**What needs to be done:**
Every record that follows should be printed verbatim.

----------------

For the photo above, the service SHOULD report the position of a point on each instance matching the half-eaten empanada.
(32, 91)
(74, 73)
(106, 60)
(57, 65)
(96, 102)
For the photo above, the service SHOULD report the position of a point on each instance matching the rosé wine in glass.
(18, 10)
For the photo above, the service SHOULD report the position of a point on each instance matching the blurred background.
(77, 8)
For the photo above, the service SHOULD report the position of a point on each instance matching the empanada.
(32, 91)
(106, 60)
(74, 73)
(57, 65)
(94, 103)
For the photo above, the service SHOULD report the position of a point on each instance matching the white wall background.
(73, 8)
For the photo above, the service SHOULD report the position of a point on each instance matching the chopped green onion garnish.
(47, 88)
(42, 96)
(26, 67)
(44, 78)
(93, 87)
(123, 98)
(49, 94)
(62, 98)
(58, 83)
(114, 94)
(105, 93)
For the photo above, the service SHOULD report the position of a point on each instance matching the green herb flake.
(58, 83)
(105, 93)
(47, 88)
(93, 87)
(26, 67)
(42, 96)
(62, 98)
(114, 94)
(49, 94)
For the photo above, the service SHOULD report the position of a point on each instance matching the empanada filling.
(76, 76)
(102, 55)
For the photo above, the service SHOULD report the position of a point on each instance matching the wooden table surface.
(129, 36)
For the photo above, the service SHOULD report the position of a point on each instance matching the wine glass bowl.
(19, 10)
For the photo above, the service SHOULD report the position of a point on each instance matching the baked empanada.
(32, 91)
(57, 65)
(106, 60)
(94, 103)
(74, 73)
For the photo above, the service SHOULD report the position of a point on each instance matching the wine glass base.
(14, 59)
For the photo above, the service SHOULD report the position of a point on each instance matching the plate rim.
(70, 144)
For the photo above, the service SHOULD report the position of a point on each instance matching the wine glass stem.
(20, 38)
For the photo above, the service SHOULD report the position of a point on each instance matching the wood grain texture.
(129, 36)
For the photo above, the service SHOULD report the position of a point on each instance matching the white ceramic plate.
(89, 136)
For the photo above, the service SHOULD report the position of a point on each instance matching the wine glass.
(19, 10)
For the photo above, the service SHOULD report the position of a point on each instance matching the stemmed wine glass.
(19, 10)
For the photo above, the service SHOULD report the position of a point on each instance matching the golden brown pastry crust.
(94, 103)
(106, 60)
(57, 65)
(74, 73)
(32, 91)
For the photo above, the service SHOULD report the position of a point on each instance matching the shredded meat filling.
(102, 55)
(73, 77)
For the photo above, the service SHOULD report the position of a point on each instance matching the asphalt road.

----------------

**Answer for the task:**
For the photo above, the service SHOULD report the position of a point on each instance matching the half-eaten empanada.
(32, 91)
(74, 73)
(106, 60)
(57, 65)
(96, 102)
For the photo above, the service SHOULD report the position of a point on each instance matching the rosé wine in glass.
(18, 10)
For the photo above, the service SHOULD report the position of a point on each instance matching the blurred background.
(77, 8)
For the photo above, the service SHOULD report the position of a point on each instance matching the empanada.
(32, 91)
(106, 60)
(74, 73)
(57, 65)
(94, 103)
For the photo above, the service SHOULD report the position of a point on each instance matching the white wall background.
(73, 8)
For the photo above, the service SHOULD report the position of a point on each instance matching the chopped green onion garnish.
(47, 88)
(42, 96)
(26, 67)
(44, 78)
(93, 87)
(123, 98)
(49, 94)
(62, 98)
(58, 83)
(114, 94)
(105, 93)
For the photo above, the service SHOULD report the position of a point on each instance matching the green herb flake.
(58, 83)
(105, 93)
(47, 88)
(93, 87)
(26, 67)
(42, 96)
(62, 98)
(114, 94)
(49, 94)
For the photo above, the service SHOULD report the position of a point on each instance matching the empanada filling.
(76, 76)
(102, 55)
For the photo above, the service SHOULD report the position of a point on each instance matching the wooden table surface.
(129, 36)
For the photo above, the service SHOULD report the position of a point on each instance matching the wine glass bowl.
(19, 10)
For the photo above, the service SHOULD report the position of a point on each instance matching the baked empanada.
(32, 91)
(57, 65)
(106, 60)
(94, 103)
(74, 73)
For the photo above, the service SHOULD report the position of a point on each instance matching the wine glass base.
(14, 59)
For the photo above, the service SHOULD report the position of a point on each instance matching the plate rim.
(70, 144)
For the photo above, the service SHOULD report the position of a point on each instance matching the wine glass stem.
(20, 38)
For the photo above, the service SHOULD report the position of a point on each instance matching the wood grain texture.
(129, 36)
For the photo above, the service SHOULD report the position of a point on each instance matching the white ceramic plate.
(89, 136)
For the photo above, the service SHOULD report the position of a point on each instance matching the wine glass.
(19, 10)
For the photo above, the service SHOULD report the position of a point on each instance matching the stemmed wine glass.
(19, 10)
For the photo above, the service SHOULD report the position of a point on each instance matching the golden brown pastry crust.
(94, 103)
(106, 60)
(57, 65)
(74, 73)
(32, 91)
For the photo above, the service SHOULD report the position of a point on each instance matching the shredded meat filling.
(102, 55)
(73, 77)
For the photo above, the service SHOULD report the position of a point on each instance matching the asphalt road.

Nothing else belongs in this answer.